- [Task] Every entry in the listing is to be reproduced exactly.

- [Available data]
::::::::::

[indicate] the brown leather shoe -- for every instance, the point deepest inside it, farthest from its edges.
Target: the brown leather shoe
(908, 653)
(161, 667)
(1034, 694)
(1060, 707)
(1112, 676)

::::::::::

- [Expected output]
[indicate] the brown leather shoe -- for every instance, the point deepest inside it, farthest from its edges.
Target: the brown leather shoe
(908, 653)
(161, 667)
(1034, 694)
(1060, 707)
(1112, 676)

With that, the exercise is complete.